[Records shown]

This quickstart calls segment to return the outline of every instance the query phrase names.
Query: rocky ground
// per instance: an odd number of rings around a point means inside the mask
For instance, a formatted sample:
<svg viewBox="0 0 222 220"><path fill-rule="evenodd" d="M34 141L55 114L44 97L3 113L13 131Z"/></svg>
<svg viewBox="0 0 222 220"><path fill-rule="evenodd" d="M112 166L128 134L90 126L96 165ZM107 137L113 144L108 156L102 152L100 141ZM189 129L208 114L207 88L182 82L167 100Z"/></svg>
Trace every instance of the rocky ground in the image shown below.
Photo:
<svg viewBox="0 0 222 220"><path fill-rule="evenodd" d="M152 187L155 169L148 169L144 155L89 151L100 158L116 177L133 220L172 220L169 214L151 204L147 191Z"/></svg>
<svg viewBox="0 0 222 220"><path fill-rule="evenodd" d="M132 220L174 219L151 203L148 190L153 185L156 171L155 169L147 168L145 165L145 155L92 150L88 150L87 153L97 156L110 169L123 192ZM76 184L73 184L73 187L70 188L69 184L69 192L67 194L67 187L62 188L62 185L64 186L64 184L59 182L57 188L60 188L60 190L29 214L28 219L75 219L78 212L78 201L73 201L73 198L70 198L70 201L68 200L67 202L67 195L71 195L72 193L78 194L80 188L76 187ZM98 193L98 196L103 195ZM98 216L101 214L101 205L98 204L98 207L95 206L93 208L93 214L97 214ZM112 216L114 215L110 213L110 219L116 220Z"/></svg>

[Task] Write out every line of the records above, character for character, with nothing changed.

[Output of the exercise]
This quickstart calls segment to return the outline of every instance the query phrase names.
Query: rocky ground
// per instance: an odd number of rings around a point means inside the mask
For instance, a formatted sample:
<svg viewBox="0 0 222 220"><path fill-rule="evenodd" d="M34 141L55 114L44 97L3 113L13 131Z"/></svg>
<svg viewBox="0 0 222 220"><path fill-rule="evenodd" d="M112 166L128 134L90 126L96 165ZM107 137L113 144L108 156L102 152L100 141ZM189 129L208 114L207 88L182 82L167 100Z"/></svg>
Trace every instance of the rocky ground in the image shown below.
Photo:
<svg viewBox="0 0 222 220"><path fill-rule="evenodd" d="M152 187L155 169L148 169L144 155L89 151L100 158L116 177L133 220L172 220L169 214L151 204L147 191Z"/></svg>
<svg viewBox="0 0 222 220"><path fill-rule="evenodd" d="M132 220L174 219L151 203L148 190L153 185L156 171L155 169L147 168L145 165L145 155L92 150L88 150L87 153L97 156L110 169L123 192ZM76 184L73 184L73 187L70 188L69 184L69 192L67 194L67 187L62 188L62 185L64 186L64 184L59 182L57 188L60 188L60 190L29 214L28 219L75 219L78 212L78 201L73 201L73 198L70 198L70 201L68 200L67 202L67 195L71 195L72 193L78 194L80 188L76 187ZM98 193L98 196L103 195ZM98 216L101 214L101 205L98 204L98 207L95 206L93 208L93 214L97 214ZM112 216L114 215L110 213L110 219L116 220Z"/></svg>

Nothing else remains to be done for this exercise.